WHAT THE TASK REQUIRES:
Print every entry, word for word, and skip the images.

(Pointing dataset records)
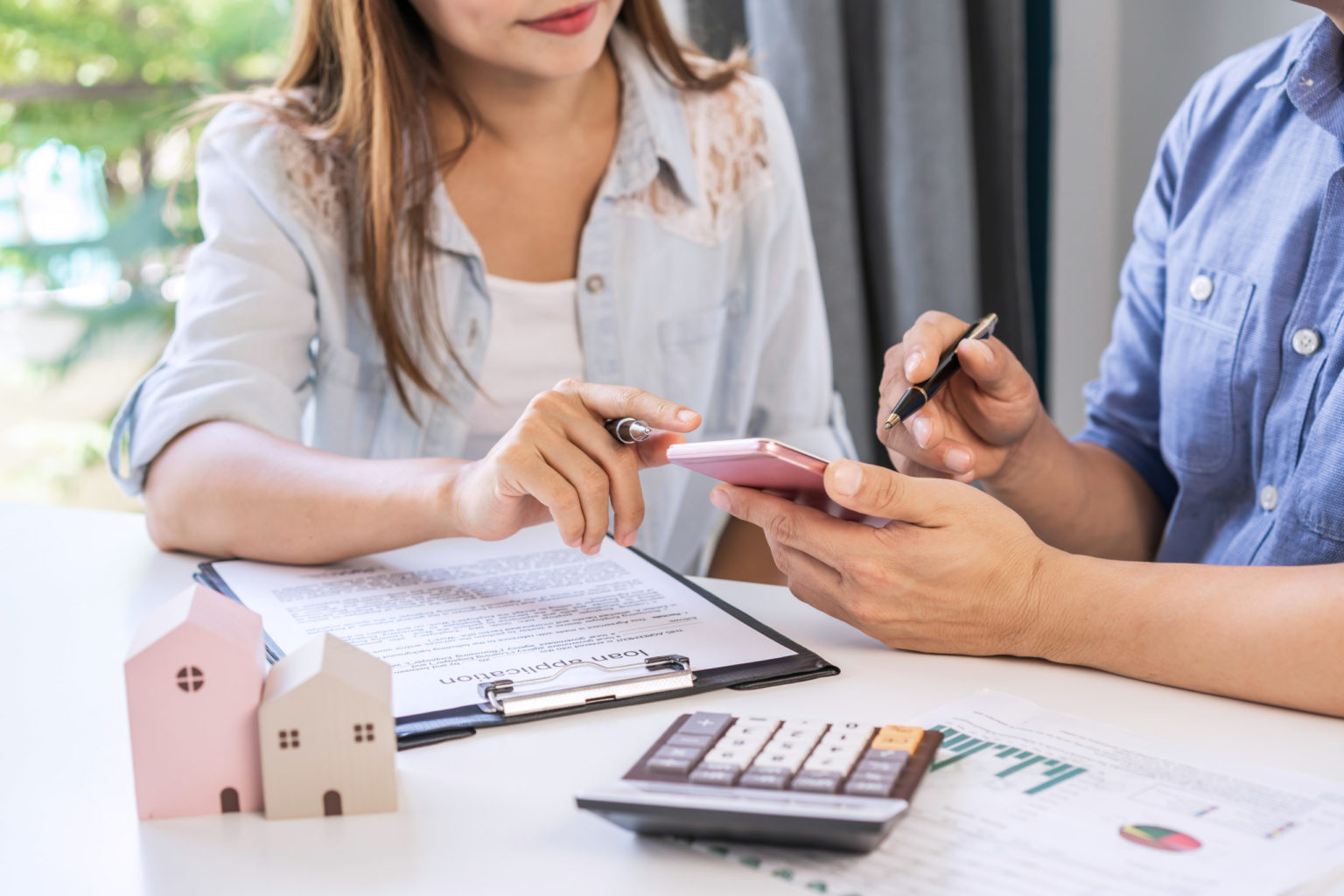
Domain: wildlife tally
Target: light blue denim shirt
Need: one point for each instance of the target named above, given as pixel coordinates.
(1222, 383)
(696, 276)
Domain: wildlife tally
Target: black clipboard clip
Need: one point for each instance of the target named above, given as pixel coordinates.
(656, 676)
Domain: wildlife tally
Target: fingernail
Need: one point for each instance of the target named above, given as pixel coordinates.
(913, 361)
(848, 477)
(957, 459)
(922, 429)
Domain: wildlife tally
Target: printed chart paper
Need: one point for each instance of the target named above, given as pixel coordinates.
(452, 614)
(1026, 801)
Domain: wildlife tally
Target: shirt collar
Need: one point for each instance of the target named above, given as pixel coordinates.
(1312, 54)
(654, 130)
(652, 133)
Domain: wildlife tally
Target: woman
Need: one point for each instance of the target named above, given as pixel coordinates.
(443, 208)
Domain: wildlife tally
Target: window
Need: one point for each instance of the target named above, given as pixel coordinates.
(190, 679)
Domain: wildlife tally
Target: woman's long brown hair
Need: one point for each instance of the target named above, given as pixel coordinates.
(361, 69)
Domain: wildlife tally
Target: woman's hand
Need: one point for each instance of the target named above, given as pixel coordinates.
(975, 424)
(559, 462)
(955, 571)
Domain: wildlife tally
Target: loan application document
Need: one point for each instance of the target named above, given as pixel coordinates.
(449, 615)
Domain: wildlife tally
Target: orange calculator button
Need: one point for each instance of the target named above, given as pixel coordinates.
(898, 738)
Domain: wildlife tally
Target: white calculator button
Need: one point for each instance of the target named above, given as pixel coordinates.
(738, 758)
(848, 735)
(769, 760)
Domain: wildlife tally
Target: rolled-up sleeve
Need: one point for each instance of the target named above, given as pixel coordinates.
(794, 398)
(241, 346)
(1123, 403)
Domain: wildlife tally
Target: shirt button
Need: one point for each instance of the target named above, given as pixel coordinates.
(1306, 341)
(1200, 288)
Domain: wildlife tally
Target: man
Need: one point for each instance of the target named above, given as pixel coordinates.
(1214, 444)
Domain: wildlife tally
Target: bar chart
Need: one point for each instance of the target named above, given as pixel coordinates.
(1040, 773)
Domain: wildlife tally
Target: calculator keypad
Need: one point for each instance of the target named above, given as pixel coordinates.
(777, 754)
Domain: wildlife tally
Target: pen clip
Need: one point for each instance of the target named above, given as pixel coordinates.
(669, 672)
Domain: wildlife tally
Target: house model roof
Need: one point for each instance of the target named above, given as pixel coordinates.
(205, 609)
(328, 655)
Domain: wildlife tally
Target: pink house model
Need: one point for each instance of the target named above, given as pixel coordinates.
(328, 739)
(193, 679)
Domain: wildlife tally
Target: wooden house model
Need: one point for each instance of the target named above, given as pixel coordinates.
(193, 680)
(328, 743)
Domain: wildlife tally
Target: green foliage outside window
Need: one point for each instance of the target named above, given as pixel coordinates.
(93, 233)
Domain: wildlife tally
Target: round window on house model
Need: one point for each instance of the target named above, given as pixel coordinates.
(190, 679)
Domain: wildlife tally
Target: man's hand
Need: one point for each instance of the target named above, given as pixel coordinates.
(973, 424)
(953, 572)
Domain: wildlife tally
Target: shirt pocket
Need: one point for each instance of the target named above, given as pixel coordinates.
(348, 396)
(1319, 486)
(697, 368)
(1200, 339)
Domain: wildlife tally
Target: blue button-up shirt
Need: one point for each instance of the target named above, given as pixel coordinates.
(1222, 382)
(697, 281)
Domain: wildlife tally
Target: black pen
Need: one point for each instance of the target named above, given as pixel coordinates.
(628, 430)
(920, 396)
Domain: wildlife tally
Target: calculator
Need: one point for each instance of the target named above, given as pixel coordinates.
(774, 780)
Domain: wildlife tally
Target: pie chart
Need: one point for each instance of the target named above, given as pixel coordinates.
(1156, 837)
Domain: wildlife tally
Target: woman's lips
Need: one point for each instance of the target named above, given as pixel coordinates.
(567, 22)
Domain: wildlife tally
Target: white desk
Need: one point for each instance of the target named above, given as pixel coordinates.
(488, 815)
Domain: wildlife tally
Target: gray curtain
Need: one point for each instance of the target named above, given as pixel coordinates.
(910, 120)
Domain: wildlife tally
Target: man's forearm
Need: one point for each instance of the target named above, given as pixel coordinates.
(1273, 634)
(226, 489)
(1080, 497)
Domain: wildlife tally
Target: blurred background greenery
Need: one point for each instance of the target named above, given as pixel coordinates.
(93, 236)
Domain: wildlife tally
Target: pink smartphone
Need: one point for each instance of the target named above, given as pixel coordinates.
(767, 465)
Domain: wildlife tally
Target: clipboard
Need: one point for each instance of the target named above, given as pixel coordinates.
(511, 702)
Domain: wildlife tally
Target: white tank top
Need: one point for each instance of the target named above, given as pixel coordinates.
(534, 344)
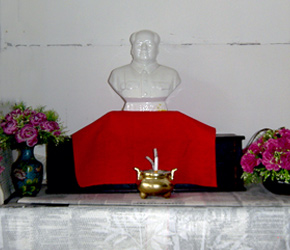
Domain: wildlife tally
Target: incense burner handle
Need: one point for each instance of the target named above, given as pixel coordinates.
(172, 173)
(139, 176)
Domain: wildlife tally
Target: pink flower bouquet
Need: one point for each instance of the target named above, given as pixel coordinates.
(27, 127)
(268, 156)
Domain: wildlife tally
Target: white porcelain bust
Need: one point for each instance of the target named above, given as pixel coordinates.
(144, 84)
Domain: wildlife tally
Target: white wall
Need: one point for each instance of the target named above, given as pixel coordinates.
(233, 57)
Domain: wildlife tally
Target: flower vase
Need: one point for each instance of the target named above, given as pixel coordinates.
(277, 187)
(27, 173)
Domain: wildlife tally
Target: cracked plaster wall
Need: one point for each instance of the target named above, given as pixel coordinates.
(233, 57)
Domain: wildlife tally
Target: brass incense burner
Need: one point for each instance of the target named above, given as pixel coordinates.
(155, 182)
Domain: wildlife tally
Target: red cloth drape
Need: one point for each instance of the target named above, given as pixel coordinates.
(107, 150)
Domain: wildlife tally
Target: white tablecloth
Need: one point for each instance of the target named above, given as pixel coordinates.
(255, 219)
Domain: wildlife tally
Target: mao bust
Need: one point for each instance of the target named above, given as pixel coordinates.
(144, 84)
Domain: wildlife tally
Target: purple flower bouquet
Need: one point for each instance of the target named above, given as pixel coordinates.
(27, 127)
(267, 156)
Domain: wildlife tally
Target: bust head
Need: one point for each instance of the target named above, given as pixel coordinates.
(144, 46)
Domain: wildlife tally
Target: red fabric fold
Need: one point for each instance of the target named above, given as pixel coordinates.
(107, 150)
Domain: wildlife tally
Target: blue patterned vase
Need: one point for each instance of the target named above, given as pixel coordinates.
(27, 173)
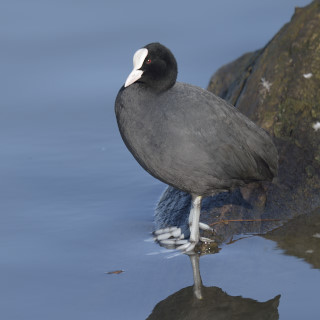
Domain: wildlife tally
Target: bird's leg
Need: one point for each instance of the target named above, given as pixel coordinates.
(194, 218)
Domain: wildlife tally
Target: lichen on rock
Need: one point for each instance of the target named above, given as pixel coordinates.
(278, 87)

EXERCISE ANSWER:
Domain: wildlife tally
Target: light blue denim shirt
Need: one point for each instance of the target named above, given as pixel coordinates.
(1222, 383)
(696, 276)
Domain: wildlife tally
Target: black clipboard clip
Need: one point for each instance of the target named above, given as pixel coordinates.
(656, 676)
Domain: wildlife tally
Target: fingernail
Need: one point for each instance of the target named above, given as pixel coordinates.
(913, 361)
(848, 477)
(957, 459)
(922, 429)
Domain: wildlife tally
Target: printed chart paper
Need: one point for each instance of the target named above, given as pixel coordinates.
(452, 614)
(1026, 801)
Domain: wildlife tally
Target: shirt collar
Need: one point for each instance of the target named above, given as pixel coordinates.
(1312, 54)
(654, 130)
(652, 133)
Domain: wildlife tally
Target: woman
Need: one point for each instance of the target named above, given as pixel coordinates.
(443, 208)
Domain: wildlife tally
Target: window
Need: one point for each instance of the target named above, given as pixel coordinates.
(190, 679)
Domain: wildlife tally
Target: woman's long brown hair
Need: one point for each instance of the target named above, given as pixel coordinates.
(361, 69)
Domain: wildlife tally
Target: woman's hand
Need: one point for each instance of the target named above, given as pixel coordinates.
(975, 424)
(559, 462)
(955, 571)
Domain: wildlife tally
Target: loan application document
Need: one point for each instance of the target named above, given as pixel coordinates.
(449, 615)
Domain: wildlife tally
Target: orange calculator button
Need: one point for each instance of the target named above, given as pixel coordinates.
(898, 738)
Domain: wildlife tally
Target: white calculator button
Need: one point for each instance of the target named above, given as pixel coordinates.
(738, 758)
(848, 735)
(769, 760)
Domain: wildlife tally
Target: rolled-up sleeve
Need: one point for each instance of the target named above, given as pixel coordinates.
(794, 398)
(241, 346)
(1123, 403)
Domain: wildlife tally
Target: shirt button
Need: one point for each instance of the target named above, given as pixel coordinates.
(1306, 341)
(1200, 288)
Domain: wildlife tally
Target: man
Need: one point for each instance of the target named above, given as pixel coordinates.
(1214, 444)
Domain: wildlife tally
Target: bar chart
Need: one point for each instance of the target named above, given as pixel coordinates.
(1040, 773)
Domain: wildlife tally
Target: calculator keypad
Need: one point for each instance of the target named above, given as pixel coordinates.
(777, 754)
Domain: wildlife tally
Target: pen clip
Need: one point for each instance of the target named above, given as pixel coordinates.
(669, 672)
Domain: wildlife tally
Target: house model roof
Need: one point for each instance of the target named above, given as pixel coordinates.
(205, 609)
(328, 655)
Domain: wildlife tally
Target: pink house model
Need: one point for each instance of the target named above, given as pixel coordinates.
(328, 739)
(193, 679)
Domain: wildlife tally
Target: wooden house model
Need: one point for each instance of the target named above, given as pixel coordinates.
(193, 680)
(328, 743)
Domain: wildlife tally
Target: green foliage outside window
Need: one point for each instance of the target named above, given as pixel coordinates.
(93, 233)
Domain: wildlife tally
Target: round window on house model
Need: one point for each instance of the target named above, given as pixel coordinates.
(190, 679)
Domain: wildlife tally
Target: man's hand
Need: one point for each instance of the target named above, given as pixel coordinates.
(973, 424)
(953, 572)
Domain: wildlife tally
Target: shirt pocket
Need: one point for each instance of the target named above, given as pixel coordinates.
(348, 396)
(1319, 486)
(697, 368)
(1200, 339)
Domain: wildlife tally
Target: blue button-up shirt
Need: one point for each instance of the target named above, given as pixel coordinates.
(1222, 382)
(697, 281)
Domain: wildlife tally
Target: black pen
Need: one point for each instance of the target named above, given as pixel coordinates.
(628, 430)
(920, 396)
Domain: wildlife tally
Target: calculator
Need: one point for each instance of the target named above, given as pixel coordinates.
(774, 780)
Domain: wildlife tally
Target: pie chart
Need: one point for each instance of the target named above, given as pixel coordinates.
(1156, 837)
Domain: wildlife tally
Target: woman's lips
Need: one point for each instance of the target named above, given as pixel coordinates.
(567, 22)
Domain: wildlife tally
Target: white desk
Need: one point for each instance of the target named above, given as pixel coordinates.
(488, 815)
Domain: wildlife tally
Target: gray curtain
Need: one point for each instance of the target named above, given as pixel coordinates.
(910, 120)
Domain: wildlife tally
Target: man's forearm
Need: one point for each instance of the target named above, given as pixel coordinates.
(1273, 634)
(226, 489)
(1080, 497)
Domain: wildlife tally
Target: blurred background greenery
Need: one point for each instance of the target named above, given as pixel coordinates.
(93, 236)
Domain: wildlife tally
Target: pink smartphone
Need: one point for each instance of the target named above, given as pixel coordinates.
(767, 465)
Domain: wildlife tally
Target: clipboard
Need: one point for each instance of the target named above, given as pixel coordinates.
(511, 702)
Domain: wildlife tally
Target: white tank top
Need: one point for each instance of the target named above, given as pixel coordinates.
(534, 344)
Domain: wildlife tally
Target: incense burner handle
Need: one point for each instance of the target named above, given as pixel coordinates.
(172, 173)
(139, 176)
Domain: wildlife tally
Target: pink flower bouquet
Need: one point for each instance of the target named above, given as pixel coordinates.
(27, 127)
(268, 156)
Domain: wildlife tally
Target: white porcelain bust
Need: one point for each instance of the target named above, given as pixel coordinates.
(144, 84)
Domain: wildlife tally
Target: white wall
Need: one point for each instance of the target named above, given as pixel coordinates.
(233, 57)
Domain: wildlife tally
Target: flower vase
Need: one point for each instance of the target named above, given as pixel coordinates.
(277, 187)
(27, 173)
Domain: wildlife tally
Target: cracked plaster wall
Need: one point for each instance of the target named above, given as pixel coordinates.
(233, 57)
Domain: wildlife tally
Target: brass incense burner
Need: one point for each instance of the target named above, given as pixel coordinates.
(155, 182)
Domain: wildlife tally
Target: red cloth drape
Need: one point for each instance of the target named above, given as pixel coordinates.
(107, 150)
Domain: wildlife tally
Target: white tablecloth
Need: one point for each instance of the target named above, given as pixel coordinates.
(255, 219)
Domain: wildlife tally
Target: mao bust
Need: one point for each instance of the target named above, given as pixel coordinates.
(144, 84)
Domain: wildlife tally
Target: purple flower bouquet
Need: one point for each instance of the target named above, given as pixel coordinates.
(27, 127)
(267, 156)
Domain: wildlife tally
Target: bust head
Need: one point for each instance of the target named above, given as pixel coordinates.
(144, 46)
Domain: wildlife tally
Target: red fabric fold
Need: one point for each instance of the target named above, given as pixel coordinates.
(107, 150)
Domain: wildlife tally
Target: blue patterned vase
Need: one point for each instance of the target named above, given as pixel coordinates.
(27, 173)
Domain: wildlife tally
Target: bird's leg
Need: one point for each instance of the target named above, given as pixel coordinates.
(194, 218)
Domain: wildlife tally
Target: lichen on rock
Need: one point for each instance of the target named above, given as pixel coordinates.
(278, 87)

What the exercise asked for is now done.